**BAHAN BACAAN**
● ● ● ● ● ● ●

Korupsi Mencederai Kohesivitas
* Refleksi atas Peristiwa Larantuka
Oleh Zaenal Abidin EP
Dirusaknya Kantor Pengadilan dan
Kejaksaan Negeri Larantuka, Flores Timur, Nusa Tenggara
Timur, sungguh merupakan peristiwa yang menyayat
hati. Ribuan massa mengamuk dan membakar tempat
di mana rasa keadilan di negeri ini dipertaruhkan.
Tidak hanya itu, peristiwa ini juga amat mencengangkan
karena di balik peristiwa itu, baru sekali ini seorang
agamawan dengan berani menyuarakan kritiknya atas
indikasi praktik korupsi yang dilakukan seorang
bupati (Kompas, 16/11).
Korupsi sebagai penyakit sosial
yang melanda masyarakat kita kenyataannya tidak
lagi mengenal batas, apalagi jika hanya wilayah
geografis. Dapat dibayangkan, jika di sebuah kabupaten
yang jauh dari pusat kekuasaan (Jakarta) saja telah
sedemikian terindikasi penyakit penipuan dan manipulasi
uang rakyat, siapa yang dapat menjamin jika daerah
lain tidak melakukan hal yang sama. Dan, siapa yang
dapat menjamin daerah-daerah yang kebetulan secara
geografis dekat dengan pusat kekuasaan benar-benar
bersih dari korupsi? Logika ini juga mengarah pada
sebuah premis kecil bahwa aliran ini akan menemukan
muaranya ke dalam bentuk pertanyaan yang ditujukan
kepada pemegang pusat kendali kekuasaan negeri ini.
Apakah mereka juga terbebas dari indikasi korupsi?
BERKACA dari peristiwa Larantuka,
patut dibedah dengan mengangkat asumsi sosiologis
bahwa pertama, sejatinya isu korupsi amat melukai
rasa keadilan masyarakat. Kekecewaan masyarakat
dewasa ini telah mencapai puncaknya sehingga tidak
lagi berpandangan cerah terhadap lembaga peradilan.

● ● ● ● ● ● ●

**PETUNJUK PENGERJAAN**
**1)** Jawablah pertanyaan berikut berdasarkan artikel tentang peristiwa Larantuka.
(a) Kantor apa saja yang dirusak di Larantuka?
(b) Seorang agamawan menyuarakan kritik atas indikasi praktik korupsi yang dilakukan oleh siapa?
(c) Menurut asumsi sosiologis yang pertama, apa yang amat dilukai oleh isu korupsi?
**2)** Terjemahkan kalimat dari artikel tentang korupsi ini ke dalam bahasa Inggris: "Kekecewaan masyarakat dewasa ini telah mencapai puncaknya sehingga tidak lagi berpandangan cerah terhadap lembaga peradilan."
**3)** Teruskan artikel tentang korupsi dan peristiwa Larantuka, dimulai setelah kalimat terakhir yang tercantum.
Catatan di sini diambil dari sumber yang berbeda.

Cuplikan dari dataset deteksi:
● ● ● ● ● ● ●

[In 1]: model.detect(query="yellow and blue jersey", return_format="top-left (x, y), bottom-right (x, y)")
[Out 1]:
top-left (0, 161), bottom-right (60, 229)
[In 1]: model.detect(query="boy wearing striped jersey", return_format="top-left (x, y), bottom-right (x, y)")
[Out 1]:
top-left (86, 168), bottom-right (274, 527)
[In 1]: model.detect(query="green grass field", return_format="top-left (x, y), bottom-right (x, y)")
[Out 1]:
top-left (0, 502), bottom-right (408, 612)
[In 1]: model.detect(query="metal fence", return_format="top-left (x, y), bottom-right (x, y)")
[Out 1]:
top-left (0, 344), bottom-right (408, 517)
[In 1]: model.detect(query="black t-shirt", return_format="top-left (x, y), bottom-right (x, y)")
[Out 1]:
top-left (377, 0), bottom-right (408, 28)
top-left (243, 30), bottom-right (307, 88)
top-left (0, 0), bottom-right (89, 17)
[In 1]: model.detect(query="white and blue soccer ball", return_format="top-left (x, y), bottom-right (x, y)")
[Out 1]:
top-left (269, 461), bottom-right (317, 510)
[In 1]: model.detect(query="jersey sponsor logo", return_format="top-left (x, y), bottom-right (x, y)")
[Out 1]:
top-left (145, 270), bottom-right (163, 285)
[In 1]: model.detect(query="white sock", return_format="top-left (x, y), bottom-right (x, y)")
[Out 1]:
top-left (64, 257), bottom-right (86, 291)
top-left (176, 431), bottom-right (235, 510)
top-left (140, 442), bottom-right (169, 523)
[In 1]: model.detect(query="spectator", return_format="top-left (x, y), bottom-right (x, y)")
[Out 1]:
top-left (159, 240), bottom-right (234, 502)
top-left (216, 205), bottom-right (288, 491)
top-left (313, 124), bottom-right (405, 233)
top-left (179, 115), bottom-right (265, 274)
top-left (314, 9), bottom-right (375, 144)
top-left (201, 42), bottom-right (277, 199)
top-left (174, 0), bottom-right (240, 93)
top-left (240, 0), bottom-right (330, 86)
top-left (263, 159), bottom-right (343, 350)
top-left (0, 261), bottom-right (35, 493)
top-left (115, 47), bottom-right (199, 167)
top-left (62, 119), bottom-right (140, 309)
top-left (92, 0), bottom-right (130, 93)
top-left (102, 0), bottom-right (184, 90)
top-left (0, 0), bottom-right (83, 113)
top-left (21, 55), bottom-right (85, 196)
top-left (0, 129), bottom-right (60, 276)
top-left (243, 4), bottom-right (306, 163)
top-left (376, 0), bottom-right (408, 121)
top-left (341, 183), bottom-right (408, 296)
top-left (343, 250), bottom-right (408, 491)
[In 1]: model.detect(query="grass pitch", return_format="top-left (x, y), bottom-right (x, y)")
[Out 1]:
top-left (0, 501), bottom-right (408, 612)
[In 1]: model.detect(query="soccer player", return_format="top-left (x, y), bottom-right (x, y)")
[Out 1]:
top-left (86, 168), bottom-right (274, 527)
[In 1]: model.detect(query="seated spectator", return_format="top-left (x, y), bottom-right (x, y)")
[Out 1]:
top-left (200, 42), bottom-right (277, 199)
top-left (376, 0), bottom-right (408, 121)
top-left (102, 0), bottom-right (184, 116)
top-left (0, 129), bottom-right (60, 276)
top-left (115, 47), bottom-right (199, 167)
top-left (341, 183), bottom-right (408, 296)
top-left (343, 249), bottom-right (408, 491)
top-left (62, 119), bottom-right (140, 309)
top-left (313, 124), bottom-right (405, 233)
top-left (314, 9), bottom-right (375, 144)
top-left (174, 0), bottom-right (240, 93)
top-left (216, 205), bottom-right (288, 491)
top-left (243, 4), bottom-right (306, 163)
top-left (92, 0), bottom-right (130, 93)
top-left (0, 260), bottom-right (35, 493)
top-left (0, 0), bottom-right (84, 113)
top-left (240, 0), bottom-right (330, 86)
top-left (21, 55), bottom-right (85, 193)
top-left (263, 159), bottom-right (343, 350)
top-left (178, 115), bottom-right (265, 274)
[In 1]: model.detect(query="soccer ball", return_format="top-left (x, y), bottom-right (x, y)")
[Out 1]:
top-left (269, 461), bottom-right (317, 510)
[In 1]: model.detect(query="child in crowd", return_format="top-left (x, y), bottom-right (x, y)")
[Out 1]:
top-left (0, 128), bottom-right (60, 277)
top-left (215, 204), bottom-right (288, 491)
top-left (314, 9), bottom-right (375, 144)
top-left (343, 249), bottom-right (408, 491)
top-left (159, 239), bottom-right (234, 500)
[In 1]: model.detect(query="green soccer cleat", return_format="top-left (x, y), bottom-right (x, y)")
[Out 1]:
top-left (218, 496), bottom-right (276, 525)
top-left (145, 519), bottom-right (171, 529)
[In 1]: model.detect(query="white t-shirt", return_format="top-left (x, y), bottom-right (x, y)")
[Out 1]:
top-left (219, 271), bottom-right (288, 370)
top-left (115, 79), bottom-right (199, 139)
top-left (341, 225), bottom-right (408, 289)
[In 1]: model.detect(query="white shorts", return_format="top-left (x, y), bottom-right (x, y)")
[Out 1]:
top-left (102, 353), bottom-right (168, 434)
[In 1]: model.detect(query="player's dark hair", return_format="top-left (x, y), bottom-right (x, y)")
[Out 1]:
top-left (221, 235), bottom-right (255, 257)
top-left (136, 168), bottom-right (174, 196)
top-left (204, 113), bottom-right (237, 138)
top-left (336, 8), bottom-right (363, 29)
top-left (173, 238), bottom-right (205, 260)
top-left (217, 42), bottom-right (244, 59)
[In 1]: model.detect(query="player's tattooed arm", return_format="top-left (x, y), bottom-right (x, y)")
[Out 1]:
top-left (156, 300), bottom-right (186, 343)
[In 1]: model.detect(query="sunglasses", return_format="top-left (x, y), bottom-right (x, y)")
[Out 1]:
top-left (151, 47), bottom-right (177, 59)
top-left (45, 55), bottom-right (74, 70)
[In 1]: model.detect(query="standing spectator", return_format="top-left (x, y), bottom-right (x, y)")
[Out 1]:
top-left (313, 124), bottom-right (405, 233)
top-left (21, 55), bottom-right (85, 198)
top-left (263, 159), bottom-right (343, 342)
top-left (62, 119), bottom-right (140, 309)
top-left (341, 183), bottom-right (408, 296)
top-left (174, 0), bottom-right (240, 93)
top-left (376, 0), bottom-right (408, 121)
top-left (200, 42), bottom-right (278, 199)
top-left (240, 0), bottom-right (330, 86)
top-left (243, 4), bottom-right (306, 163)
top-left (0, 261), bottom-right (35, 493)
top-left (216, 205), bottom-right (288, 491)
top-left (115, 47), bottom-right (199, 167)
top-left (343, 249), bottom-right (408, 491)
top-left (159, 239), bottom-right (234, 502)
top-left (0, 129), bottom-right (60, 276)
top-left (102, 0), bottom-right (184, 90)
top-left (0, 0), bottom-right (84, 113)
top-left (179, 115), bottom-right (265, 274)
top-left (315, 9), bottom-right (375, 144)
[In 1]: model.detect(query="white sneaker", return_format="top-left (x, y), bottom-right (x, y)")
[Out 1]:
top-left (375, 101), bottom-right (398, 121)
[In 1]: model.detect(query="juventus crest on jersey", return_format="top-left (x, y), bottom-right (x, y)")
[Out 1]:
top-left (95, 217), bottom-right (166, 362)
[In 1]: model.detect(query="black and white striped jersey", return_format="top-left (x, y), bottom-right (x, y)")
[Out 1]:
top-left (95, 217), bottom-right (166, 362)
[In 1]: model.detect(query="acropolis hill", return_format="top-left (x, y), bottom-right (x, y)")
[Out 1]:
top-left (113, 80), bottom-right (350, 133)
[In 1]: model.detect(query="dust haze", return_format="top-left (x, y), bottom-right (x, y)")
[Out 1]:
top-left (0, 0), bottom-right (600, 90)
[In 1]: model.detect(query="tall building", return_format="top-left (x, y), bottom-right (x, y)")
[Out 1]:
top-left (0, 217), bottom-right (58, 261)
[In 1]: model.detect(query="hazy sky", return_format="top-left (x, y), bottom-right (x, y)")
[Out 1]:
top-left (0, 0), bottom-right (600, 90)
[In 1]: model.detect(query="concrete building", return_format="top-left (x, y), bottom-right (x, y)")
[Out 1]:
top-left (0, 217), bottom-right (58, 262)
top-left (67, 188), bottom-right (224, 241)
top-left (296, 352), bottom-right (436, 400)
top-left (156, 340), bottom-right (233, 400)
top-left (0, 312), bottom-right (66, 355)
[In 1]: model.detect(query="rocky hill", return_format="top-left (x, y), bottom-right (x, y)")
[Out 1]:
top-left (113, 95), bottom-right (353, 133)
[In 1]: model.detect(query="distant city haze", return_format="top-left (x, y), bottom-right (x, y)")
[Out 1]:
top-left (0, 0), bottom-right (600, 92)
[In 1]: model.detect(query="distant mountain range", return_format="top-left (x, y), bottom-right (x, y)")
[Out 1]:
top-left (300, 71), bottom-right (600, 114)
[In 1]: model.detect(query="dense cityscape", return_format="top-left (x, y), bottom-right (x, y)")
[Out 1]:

● ● ● ● ● ● ●

**JAWABAN**
**1)**
(a) Kantor Pengadilan dan Kejaksaan Negeri Larantuka.
(b) Seorang bupati.
(c) Rasa keadilan masyarakat.

**2)** Public disappointment has now reached its peak, so that people no longer hold a bright view of the judicial institutions.

**3)**
Pandangan masyarakat telah berubah menjadi sayu,
dan kesayuan itu memancing timbulnya rasa benci
terhadap lembaga peradilan. Perusakan itu hanya
merupakan letupan dahsyat bom waktu yang telah tertanam
lama dan mengaduk-aduk rasa keadilan masyarakat,
akibat tidak tegasnya lembaga peradilan dalam menuntaskan
kasus korupsi di negeri ini.
Kedua, lemahnya kinerja lembaga
peradilan dalam menyergap rasa keadilan masyarakat
menunjukkan fakta dan semakin tidak dapat dimungkiri
lagi. Lembaga yudikatif sebagai "Dewi Keadilan"
telah timpang alias berat sebelah. Sang Dewi pun
amat terpaksa meneteskan air mata. Sensitivitas
lembaga peradilan telah membeku karena menjadi hitam
putih. Padahal, dalam teori keadilan, pihak yang
berwenang memutuskan perkara di pengadilan harus
merasakan gejolak batin masyarakat. Masyarakat mempunyai
logikanya sendiri dalam memandang keadilan. Para
hakim pun dituntut lebih sensitif terhadap tuntutan
masyarakat di luar pengadilan. Kehendak sebagian
besar masyarakat dapat dijadikan bahan pertimbangan
bagi sang hakim untuk memutuskan sebuah perkara.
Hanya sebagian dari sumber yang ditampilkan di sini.